EXERCISE PROMPT: Copy the lines of the records below word for word, from the line containing "cabinet door visible." through the line containing "[521,1,640,426]", with both of those lines included.

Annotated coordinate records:
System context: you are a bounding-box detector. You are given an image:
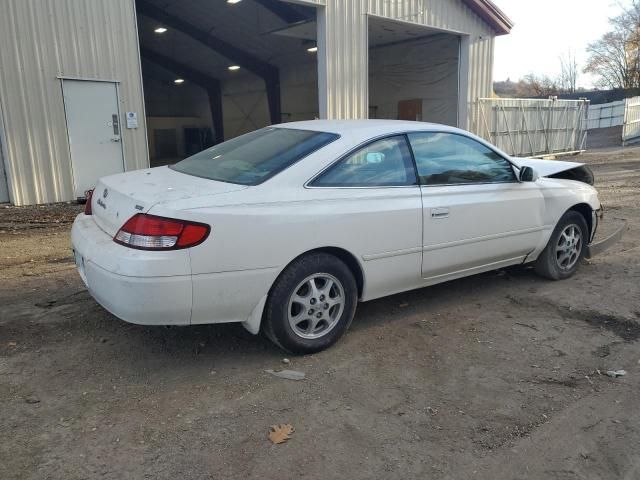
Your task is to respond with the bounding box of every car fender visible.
[527,177,600,261]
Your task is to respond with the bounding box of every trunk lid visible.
[91,167,247,236]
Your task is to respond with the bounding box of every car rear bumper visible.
[71,214,192,325]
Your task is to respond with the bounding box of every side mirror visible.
[520,167,540,182]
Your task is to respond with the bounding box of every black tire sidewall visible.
[541,210,589,280]
[264,253,358,354]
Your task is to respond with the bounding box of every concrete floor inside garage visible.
[368,16,460,126]
[136,0,460,166]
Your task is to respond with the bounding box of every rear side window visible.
[310,135,417,187]
[409,132,516,185]
[171,128,339,185]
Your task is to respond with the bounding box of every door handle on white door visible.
[431,207,449,218]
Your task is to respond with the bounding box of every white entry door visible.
[62,80,124,198]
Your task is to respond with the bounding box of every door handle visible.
[431,208,449,219]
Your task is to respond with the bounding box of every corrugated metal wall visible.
[0,0,148,205]
[297,0,495,128]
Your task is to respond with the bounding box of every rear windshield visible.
[171,127,339,185]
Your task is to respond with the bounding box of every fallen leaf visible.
[265,370,305,381]
[269,423,294,445]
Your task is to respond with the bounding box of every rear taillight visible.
[84,188,93,215]
[113,213,211,250]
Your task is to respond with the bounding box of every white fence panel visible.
[587,100,625,130]
[473,98,589,156]
[622,97,640,145]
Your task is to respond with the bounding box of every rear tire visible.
[534,210,589,280]
[263,252,358,354]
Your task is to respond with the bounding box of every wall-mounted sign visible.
[127,112,138,128]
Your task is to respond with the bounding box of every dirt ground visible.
[0,148,640,480]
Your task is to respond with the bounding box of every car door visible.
[408,132,544,280]
[307,134,422,300]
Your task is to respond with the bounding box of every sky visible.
[494,0,626,88]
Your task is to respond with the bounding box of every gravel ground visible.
[0,148,640,480]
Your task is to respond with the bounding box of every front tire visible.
[263,252,358,354]
[534,210,589,280]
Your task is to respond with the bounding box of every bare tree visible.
[520,73,559,97]
[559,50,578,93]
[584,0,640,89]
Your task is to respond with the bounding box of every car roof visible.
[273,120,462,136]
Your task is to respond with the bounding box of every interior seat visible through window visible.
[311,135,417,187]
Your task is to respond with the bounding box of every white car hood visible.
[511,158,584,177]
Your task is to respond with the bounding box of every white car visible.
[72,120,622,353]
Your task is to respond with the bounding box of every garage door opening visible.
[136,0,319,166]
[369,16,460,126]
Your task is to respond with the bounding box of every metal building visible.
[0,0,512,205]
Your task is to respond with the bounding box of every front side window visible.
[171,127,339,185]
[311,135,417,187]
[409,132,516,185]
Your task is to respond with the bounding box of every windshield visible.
[171,127,339,185]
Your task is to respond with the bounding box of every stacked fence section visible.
[587,100,626,130]
[622,97,640,145]
[473,98,589,157]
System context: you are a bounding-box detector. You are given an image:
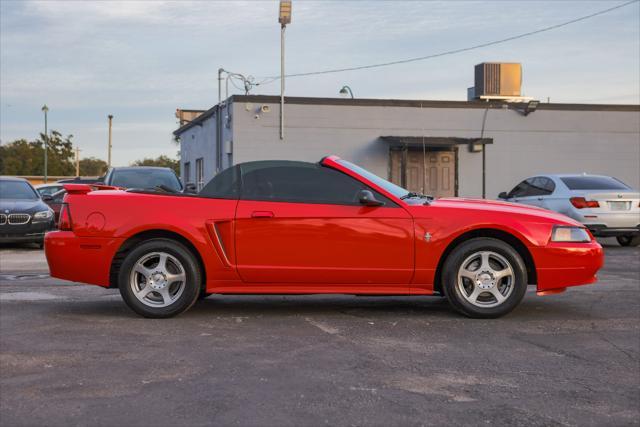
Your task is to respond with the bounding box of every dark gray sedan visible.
[0,176,54,247]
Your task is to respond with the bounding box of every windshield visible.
[338,159,409,198]
[560,176,630,190]
[0,181,39,200]
[111,168,182,191]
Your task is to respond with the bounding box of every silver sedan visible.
[498,174,640,246]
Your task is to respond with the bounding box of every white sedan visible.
[498,174,640,246]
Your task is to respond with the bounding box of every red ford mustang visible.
[45,156,603,318]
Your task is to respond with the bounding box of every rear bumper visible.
[585,224,640,237]
[44,231,123,287]
[531,241,604,292]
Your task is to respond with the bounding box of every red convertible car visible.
[45,156,603,318]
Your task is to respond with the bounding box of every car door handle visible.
[251,211,274,218]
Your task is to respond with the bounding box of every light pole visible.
[107,114,113,168]
[339,85,353,99]
[42,104,49,184]
[278,0,291,140]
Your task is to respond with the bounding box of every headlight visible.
[33,209,53,221]
[551,225,591,243]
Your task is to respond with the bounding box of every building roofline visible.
[173,95,640,136]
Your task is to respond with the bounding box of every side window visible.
[531,176,555,196]
[199,166,240,199]
[240,161,395,206]
[542,178,556,195]
[508,181,529,198]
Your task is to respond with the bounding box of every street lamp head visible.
[524,99,540,116]
[278,0,291,27]
[338,86,353,99]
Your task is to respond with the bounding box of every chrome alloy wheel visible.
[129,252,187,307]
[457,251,515,308]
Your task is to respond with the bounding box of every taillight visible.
[569,197,600,209]
[58,203,71,231]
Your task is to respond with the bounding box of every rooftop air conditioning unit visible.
[474,62,522,98]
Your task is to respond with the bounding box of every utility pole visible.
[278,0,291,140]
[218,68,225,105]
[76,147,80,176]
[42,104,49,184]
[107,114,113,168]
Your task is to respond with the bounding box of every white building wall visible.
[233,102,640,198]
[180,97,640,198]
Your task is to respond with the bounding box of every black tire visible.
[118,239,202,318]
[616,234,640,247]
[198,289,213,301]
[441,237,527,319]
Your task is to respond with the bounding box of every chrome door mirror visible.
[358,190,384,207]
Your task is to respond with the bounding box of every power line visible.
[259,0,640,80]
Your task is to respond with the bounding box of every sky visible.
[0,0,640,166]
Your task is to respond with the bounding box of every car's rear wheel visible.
[616,235,640,246]
[442,238,527,318]
[118,239,201,318]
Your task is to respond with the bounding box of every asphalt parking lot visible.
[0,244,640,426]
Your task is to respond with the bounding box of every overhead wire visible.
[256,0,640,81]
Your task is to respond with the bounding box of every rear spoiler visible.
[63,184,122,194]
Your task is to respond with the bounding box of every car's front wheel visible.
[118,239,201,318]
[442,238,527,318]
[616,234,640,246]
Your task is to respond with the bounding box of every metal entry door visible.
[390,150,456,197]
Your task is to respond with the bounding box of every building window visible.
[182,162,191,184]
[196,157,204,191]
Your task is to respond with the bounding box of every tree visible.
[0,130,75,176]
[131,154,180,174]
[80,157,107,176]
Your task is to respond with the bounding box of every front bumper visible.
[44,231,123,287]
[530,240,604,292]
[0,221,53,243]
[585,224,640,237]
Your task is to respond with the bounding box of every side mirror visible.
[358,190,384,207]
[184,182,198,194]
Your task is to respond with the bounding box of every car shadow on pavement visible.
[37,295,591,322]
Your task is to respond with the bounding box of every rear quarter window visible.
[560,176,631,190]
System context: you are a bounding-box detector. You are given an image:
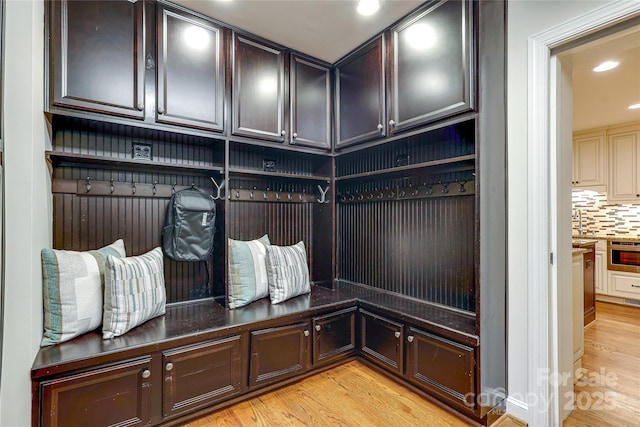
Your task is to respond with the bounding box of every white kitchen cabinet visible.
[607,125,640,203]
[596,240,609,295]
[572,129,607,192]
[609,271,640,300]
[571,254,584,372]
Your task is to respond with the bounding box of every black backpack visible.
[162,187,216,262]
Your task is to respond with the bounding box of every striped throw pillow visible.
[227,234,270,309]
[40,239,126,347]
[267,242,311,304]
[102,247,167,339]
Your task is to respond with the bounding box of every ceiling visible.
[563,26,640,131]
[173,0,424,63]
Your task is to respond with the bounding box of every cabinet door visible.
[407,328,476,410]
[233,33,286,142]
[388,1,475,132]
[162,335,242,417]
[40,358,153,427]
[573,132,606,187]
[313,307,357,365]
[289,54,331,149]
[49,0,145,118]
[360,310,404,374]
[249,322,311,387]
[336,36,386,147]
[608,132,640,201]
[156,4,224,131]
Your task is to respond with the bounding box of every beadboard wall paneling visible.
[338,196,475,311]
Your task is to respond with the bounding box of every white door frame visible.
[527,1,640,426]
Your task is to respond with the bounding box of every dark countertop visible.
[31,283,478,379]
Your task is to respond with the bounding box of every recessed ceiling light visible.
[593,61,620,73]
[357,0,380,16]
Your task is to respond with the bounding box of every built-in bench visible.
[31,283,478,426]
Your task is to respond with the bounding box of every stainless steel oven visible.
[607,240,640,273]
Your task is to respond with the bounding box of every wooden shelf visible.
[45,151,224,175]
[336,154,476,181]
[229,168,331,182]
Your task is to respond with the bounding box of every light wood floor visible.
[184,361,470,427]
[564,302,640,427]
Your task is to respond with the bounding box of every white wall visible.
[0,0,51,427]
[507,0,609,422]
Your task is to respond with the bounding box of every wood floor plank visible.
[184,361,471,427]
[564,302,640,427]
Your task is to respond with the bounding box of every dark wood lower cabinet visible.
[406,328,476,410]
[39,357,152,427]
[313,307,358,365]
[249,322,311,387]
[360,310,404,374]
[162,335,243,417]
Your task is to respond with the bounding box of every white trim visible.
[521,1,640,426]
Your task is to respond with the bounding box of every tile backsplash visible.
[572,190,640,238]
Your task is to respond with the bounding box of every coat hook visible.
[318,185,329,204]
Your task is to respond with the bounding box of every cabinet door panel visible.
[336,36,386,147]
[163,335,242,417]
[290,55,331,148]
[249,322,311,387]
[389,1,474,132]
[313,307,357,364]
[40,358,152,427]
[50,0,145,118]
[407,328,476,410]
[360,310,404,374]
[233,33,285,142]
[157,5,224,131]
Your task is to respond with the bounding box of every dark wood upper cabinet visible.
[335,35,386,147]
[162,335,244,417]
[156,4,224,132]
[39,357,153,427]
[289,54,331,149]
[49,0,145,119]
[232,32,287,142]
[387,1,474,133]
[249,322,311,387]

ANSWER FOR THIS EXERCISE:
Your task is to respond with the bounding box of every cabinet door visible.
[407,328,476,410]
[233,33,286,142]
[388,1,475,132]
[162,335,242,417]
[40,358,153,427]
[573,132,606,187]
[313,307,357,365]
[289,54,331,149]
[49,0,145,118]
[360,310,404,374]
[249,322,311,387]
[336,36,386,147]
[608,132,640,201]
[156,4,224,131]
Your task is to respond with the bounding box of every beadboard wall paneling visible.
[338,196,475,311]
Your task is to respond with the bounding box of every white door frame visible.
[527,1,640,426]
Your task is to respond with the bounding box of every dark countertop visible.
[31,283,478,379]
Your task is to respond with the bounding box of every recessed ceiling light visible.
[593,61,620,73]
[357,0,380,16]
Your task is to respond with the bounding box of every built-in bench visible.
[31,283,478,426]
Your task is to respond with the bounding box of every stainless steel oven visible.
[607,240,640,273]
Your task is to respond with the bounding box of every wooden shelf visible.
[45,151,224,175]
[336,154,476,181]
[229,168,331,182]
Your task is to respond with the bounding box of every light wood floor visible.
[184,361,470,427]
[564,302,640,427]
Your task is to respond with the bounding box of every white wall visible.
[0,0,51,427]
[507,0,609,422]
Your task is to respond with the bounding box of every wood floor plank visible.
[184,361,471,427]
[564,302,640,427]
Your task is to respond with the bounding box of every dark wood lower cabinet visible.
[406,328,476,410]
[39,357,152,427]
[313,307,358,365]
[249,322,311,387]
[360,310,404,374]
[162,335,243,417]
Your task is to respond with the bounding box of every white trim visible.
[521,1,640,426]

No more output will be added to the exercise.